Recorded data:
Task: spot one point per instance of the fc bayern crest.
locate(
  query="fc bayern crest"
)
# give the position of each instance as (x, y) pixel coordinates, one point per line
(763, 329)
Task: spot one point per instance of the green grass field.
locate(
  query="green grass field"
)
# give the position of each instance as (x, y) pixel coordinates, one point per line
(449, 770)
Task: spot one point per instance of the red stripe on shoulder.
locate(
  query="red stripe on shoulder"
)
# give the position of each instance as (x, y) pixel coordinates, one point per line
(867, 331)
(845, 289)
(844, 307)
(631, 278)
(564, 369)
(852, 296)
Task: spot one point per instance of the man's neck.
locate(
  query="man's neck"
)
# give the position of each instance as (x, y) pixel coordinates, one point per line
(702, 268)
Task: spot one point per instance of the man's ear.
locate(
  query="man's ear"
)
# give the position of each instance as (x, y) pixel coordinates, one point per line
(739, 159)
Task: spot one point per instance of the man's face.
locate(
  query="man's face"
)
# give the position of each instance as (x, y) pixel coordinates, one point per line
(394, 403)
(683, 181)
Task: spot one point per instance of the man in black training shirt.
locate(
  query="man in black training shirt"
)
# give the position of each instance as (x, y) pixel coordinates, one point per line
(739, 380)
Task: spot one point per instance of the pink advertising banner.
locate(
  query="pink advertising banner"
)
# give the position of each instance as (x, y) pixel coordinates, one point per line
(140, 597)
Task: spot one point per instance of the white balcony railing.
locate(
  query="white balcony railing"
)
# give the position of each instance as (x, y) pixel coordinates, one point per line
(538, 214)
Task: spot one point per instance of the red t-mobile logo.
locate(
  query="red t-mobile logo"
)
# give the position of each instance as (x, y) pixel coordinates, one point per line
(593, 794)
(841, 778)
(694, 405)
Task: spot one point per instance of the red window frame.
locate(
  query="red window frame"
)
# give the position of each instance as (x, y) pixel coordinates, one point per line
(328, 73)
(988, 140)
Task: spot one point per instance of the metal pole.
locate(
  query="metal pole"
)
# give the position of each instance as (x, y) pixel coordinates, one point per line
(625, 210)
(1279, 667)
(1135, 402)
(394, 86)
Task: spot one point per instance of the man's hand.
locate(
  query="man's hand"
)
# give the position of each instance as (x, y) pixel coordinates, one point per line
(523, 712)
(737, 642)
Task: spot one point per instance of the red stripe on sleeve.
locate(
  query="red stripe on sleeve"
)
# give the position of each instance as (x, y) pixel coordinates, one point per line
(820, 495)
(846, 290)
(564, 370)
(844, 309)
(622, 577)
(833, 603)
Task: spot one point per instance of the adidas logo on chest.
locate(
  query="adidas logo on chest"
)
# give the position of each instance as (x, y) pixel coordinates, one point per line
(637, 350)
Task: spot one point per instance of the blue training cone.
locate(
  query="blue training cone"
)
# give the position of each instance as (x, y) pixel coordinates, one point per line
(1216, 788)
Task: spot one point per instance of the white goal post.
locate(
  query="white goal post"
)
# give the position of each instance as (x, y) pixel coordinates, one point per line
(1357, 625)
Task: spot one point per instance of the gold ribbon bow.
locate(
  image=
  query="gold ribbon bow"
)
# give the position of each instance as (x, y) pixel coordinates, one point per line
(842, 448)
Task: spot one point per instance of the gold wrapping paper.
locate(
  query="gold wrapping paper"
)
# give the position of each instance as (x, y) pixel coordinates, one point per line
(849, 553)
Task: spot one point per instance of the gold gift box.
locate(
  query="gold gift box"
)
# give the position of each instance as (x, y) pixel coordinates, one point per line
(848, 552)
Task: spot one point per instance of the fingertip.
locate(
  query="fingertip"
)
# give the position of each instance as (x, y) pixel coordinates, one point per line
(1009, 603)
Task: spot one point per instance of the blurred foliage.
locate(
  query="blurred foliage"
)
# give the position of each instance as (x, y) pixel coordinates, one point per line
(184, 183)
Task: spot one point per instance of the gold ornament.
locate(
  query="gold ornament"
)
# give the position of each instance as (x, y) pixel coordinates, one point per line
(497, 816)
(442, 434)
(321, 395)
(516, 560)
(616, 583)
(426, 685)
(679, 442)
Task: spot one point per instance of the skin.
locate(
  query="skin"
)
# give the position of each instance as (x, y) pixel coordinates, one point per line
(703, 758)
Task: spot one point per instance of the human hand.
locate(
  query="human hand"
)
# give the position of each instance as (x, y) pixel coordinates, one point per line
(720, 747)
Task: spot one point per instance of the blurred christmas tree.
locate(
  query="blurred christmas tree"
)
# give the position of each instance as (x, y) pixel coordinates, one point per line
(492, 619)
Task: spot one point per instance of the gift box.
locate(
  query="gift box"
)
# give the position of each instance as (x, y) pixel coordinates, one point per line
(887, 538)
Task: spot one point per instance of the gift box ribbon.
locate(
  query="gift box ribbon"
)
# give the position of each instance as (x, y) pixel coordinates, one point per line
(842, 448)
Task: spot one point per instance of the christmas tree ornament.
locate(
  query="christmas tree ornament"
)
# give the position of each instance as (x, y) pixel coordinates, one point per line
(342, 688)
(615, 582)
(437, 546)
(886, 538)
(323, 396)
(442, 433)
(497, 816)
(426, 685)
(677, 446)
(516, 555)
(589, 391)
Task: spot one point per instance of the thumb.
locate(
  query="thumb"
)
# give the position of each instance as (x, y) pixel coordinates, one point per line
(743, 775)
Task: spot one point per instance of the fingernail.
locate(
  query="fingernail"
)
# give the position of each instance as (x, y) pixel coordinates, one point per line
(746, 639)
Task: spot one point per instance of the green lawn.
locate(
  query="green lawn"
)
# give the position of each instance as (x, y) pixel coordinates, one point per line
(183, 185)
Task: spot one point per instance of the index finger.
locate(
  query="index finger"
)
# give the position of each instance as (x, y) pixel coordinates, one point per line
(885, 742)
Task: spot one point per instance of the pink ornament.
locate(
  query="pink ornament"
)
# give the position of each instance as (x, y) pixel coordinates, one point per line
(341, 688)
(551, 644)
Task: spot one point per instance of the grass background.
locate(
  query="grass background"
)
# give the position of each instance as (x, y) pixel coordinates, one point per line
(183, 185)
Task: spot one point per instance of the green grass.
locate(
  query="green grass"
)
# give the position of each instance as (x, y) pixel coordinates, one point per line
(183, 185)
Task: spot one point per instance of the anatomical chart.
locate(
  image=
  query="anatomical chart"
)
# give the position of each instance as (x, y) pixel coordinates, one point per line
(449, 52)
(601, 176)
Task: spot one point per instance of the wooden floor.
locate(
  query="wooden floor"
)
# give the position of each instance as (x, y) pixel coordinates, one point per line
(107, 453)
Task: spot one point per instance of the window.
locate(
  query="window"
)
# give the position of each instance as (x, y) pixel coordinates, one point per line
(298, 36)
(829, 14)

# Stated task
What needs duplicating is the run of lines from the one containing "Task: spot one point per instance of the christmas" through the last line of the entries above, exact and complete.

# Written solution
Task: spot one point per instance of the christmas tree ornament.
locate(
  query="christmas tree ornament"
)
# give the position of each instance as (x, y) pixel coordinates, one point per line
(342, 688)
(615, 582)
(437, 546)
(886, 538)
(323, 396)
(442, 433)
(497, 816)
(426, 685)
(677, 446)
(516, 555)
(589, 391)
Task: spot one point per instance of the thumb.
locate(
  query="thumb"
)
# give the position of each instance as (x, y) pixel coordinates, one point per line
(743, 775)
Task: spot one point per instance of the fingernail.
locate(
  query="fingernail"
)
# give the position of each instance as (x, y) pixel coordinates, one point per line
(746, 639)
Task: spot one point per instance of the green lawn.
locate(
  query="green lawn"
)
# give the position of each instance as (x, y) pixel coordinates, one point per line
(183, 185)
Task: spot one point per instance of the index finger.
locate(
  query="index finger"
)
# give the position of each instance as (x, y) pixel coordinates, one point per line
(885, 742)
Task: spot one point per instance of the pink ornament.
locate(
  query="pink ornament"
)
# give the position of each instance as (x, y) pixel coordinates, one point per line
(341, 688)
(551, 644)
Task: spot one point per instance of the grass background.
locate(
  query="grass background"
)
# give the position of each instance as (x, y) pixel coordinates, one point per line
(183, 185)
Task: spot one point per instance of the green grass.
locate(
  query="green grass"
)
# give the position of each instance as (x, y) pixel coordinates, one point per line
(183, 185)
Task: spot one point per instance of the anatomical chart.
locate(
  image=
  query="anatomical chart"
)
# give the position of each instance as (x, y) pixel coordinates, one point per line
(449, 52)
(601, 176)
Task: spot one point per instance of the wooden floor.
locate(
  query="wooden floor"
)
# give the position of each instance as (x, y) pixel coordinates, one point per line
(107, 453)
Task: spot one point per instance of the window.
locate(
  query="window"
)
# give the position of each instance as (x, y) pixel coordinates, one point per line
(298, 36)
(829, 14)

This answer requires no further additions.